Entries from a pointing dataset
===============
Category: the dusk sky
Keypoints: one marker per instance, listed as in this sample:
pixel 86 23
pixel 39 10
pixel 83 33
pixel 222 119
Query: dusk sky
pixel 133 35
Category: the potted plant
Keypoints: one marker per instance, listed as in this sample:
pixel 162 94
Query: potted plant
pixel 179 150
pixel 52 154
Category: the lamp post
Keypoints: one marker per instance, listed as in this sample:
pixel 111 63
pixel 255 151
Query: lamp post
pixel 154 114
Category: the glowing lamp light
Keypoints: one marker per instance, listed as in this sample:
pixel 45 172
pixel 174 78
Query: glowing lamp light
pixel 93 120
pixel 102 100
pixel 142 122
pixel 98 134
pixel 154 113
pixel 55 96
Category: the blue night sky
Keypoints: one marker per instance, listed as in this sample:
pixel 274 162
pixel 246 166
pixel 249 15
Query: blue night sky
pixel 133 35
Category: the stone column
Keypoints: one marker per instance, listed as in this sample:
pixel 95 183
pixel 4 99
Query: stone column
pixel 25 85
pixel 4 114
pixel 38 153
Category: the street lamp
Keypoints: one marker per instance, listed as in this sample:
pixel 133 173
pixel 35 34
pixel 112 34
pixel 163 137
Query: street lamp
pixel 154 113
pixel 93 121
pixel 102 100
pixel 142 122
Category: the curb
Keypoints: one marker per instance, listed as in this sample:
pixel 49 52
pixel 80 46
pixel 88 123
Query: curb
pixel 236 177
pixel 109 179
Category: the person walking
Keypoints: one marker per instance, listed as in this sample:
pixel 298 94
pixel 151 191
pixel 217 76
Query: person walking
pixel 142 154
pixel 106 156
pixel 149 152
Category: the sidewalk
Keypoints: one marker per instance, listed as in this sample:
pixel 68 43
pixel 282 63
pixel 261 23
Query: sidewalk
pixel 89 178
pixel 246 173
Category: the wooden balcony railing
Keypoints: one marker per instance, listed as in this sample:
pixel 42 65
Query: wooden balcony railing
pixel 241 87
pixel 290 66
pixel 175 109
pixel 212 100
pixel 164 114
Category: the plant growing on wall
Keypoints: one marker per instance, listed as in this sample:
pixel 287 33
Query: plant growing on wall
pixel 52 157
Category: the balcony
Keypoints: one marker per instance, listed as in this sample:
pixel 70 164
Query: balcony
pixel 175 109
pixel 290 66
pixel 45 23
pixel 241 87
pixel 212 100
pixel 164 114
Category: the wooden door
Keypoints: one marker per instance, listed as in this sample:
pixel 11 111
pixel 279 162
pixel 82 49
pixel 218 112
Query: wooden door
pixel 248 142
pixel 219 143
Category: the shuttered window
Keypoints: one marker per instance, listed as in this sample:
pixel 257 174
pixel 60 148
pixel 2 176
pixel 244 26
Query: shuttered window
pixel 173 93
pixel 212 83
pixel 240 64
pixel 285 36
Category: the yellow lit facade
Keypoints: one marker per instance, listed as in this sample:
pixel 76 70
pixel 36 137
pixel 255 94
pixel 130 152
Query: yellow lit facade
===============
- Task instructions
Convert the lines above into a numbered list, skipping any blank lines.

- Worked solution
1. Category: the dusk sky
2. Keypoints: one marker per instance, listed as in this sample:
3. pixel 86 23
4. pixel 39 10
5. pixel 83 33
6. pixel 222 119
7. Query: dusk sky
8. pixel 133 35
9. Category: the potted plant
10. Keypoints: one marker per instance, listed as in this sample:
11. pixel 162 94
12. Query: potted plant
13. pixel 179 150
14. pixel 52 154
15. Category: the lamp post
16. Keypoints: one marker per instance, listed as in this sample:
17. pixel 111 63
18. pixel 255 151
19. Query: lamp post
20. pixel 154 114
21. Category: the glowing lamp light
22. Keypoints: one marker per instance, listed as in this sample:
23. pixel 45 172
24. pixel 174 78
25. Query: glowing lamp light
26. pixel 93 120
27. pixel 102 100
28. pixel 142 122
29. pixel 98 134
30. pixel 154 113
31. pixel 55 96
32. Category: the blue night sky
33. Keypoints: one marker per instance, listed as in this sample:
34. pixel 274 162
35. pixel 246 166
36. pixel 249 15
37. Query: blue night sky
38. pixel 133 35
39. Category: the stone column
40. Keypoints: one marker per instance, listed as in this sample:
41. pixel 95 183
42. pixel 4 99
43. Query: stone column
44. pixel 25 85
45. pixel 4 114
46. pixel 38 153
47. Category: the street lamp
48. Keypoints: one marker per instance, listed as in this sample:
49. pixel 133 173
50. pixel 35 34
51. pixel 112 34
52. pixel 163 137
53. Query: street lamp
54. pixel 154 113
55. pixel 93 121
56. pixel 102 100
57. pixel 142 122
58. Category: the curb
59. Keypoints: one marker per instance, listed as in this sample:
60. pixel 49 52
61. pixel 80 46
62. pixel 88 123
63. Query: curb
64. pixel 236 177
65. pixel 109 179
66. Category: the person walking
67. Keypoints: one marker per instance, listed as in this sample:
68. pixel 298 94
69. pixel 151 191
70. pixel 217 76
71. Query: person walking
72. pixel 142 154
73. pixel 106 156
74. pixel 149 152
75. Category: the sidewalk
76. Keypoints: one marker per instance, listed as in this sample:
77. pixel 68 43
78. pixel 282 63
79. pixel 261 23
80. Query: sidewalk
81. pixel 89 178
82. pixel 246 173
83. Category: the wooden balcony railing
84. Keypoints: one marker per instance, listed as in this sample:
85. pixel 42 65
86. Query: wooden balcony railing
87. pixel 241 87
88. pixel 290 66
89. pixel 175 109
90. pixel 212 100
91. pixel 164 114
92. Category: the plant growing on wall
93. Keypoints: one marker per instance, listed as in this sample:
94. pixel 287 33
95. Query: plant growing on wall
96. pixel 52 157
97. Category: the balcony
98. Keypoints: one marker per instance, listed as in this sample:
99. pixel 70 164
100. Query: balcony
101. pixel 175 109
102. pixel 290 66
103. pixel 45 23
104. pixel 241 87
105. pixel 212 100
106. pixel 164 114
107. Category: the wooden door
108. Keypoints: one marker per instance, listed as in this sample:
109. pixel 11 111
110. pixel 279 162
111. pixel 82 49
112. pixel 218 112
113. Query: wooden door
114. pixel 248 142
115. pixel 219 143
116. Category: the shuttered window
117. Keypoints: one marker per instance, listed as in this sample:
118. pixel 257 174
119. pixel 60 148
120. pixel 2 176
121. pixel 244 26
122. Query: shuttered window
123. pixel 173 93
124. pixel 212 83
125. pixel 240 64
126. pixel 285 36
127. Category: the yellow lit facade
128. Keypoints: one marker per instance, listed as in this sample:
129. pixel 76 70
130. pixel 36 137
131. pixel 255 94
132. pixel 130 152
133. Query: yellow lit facade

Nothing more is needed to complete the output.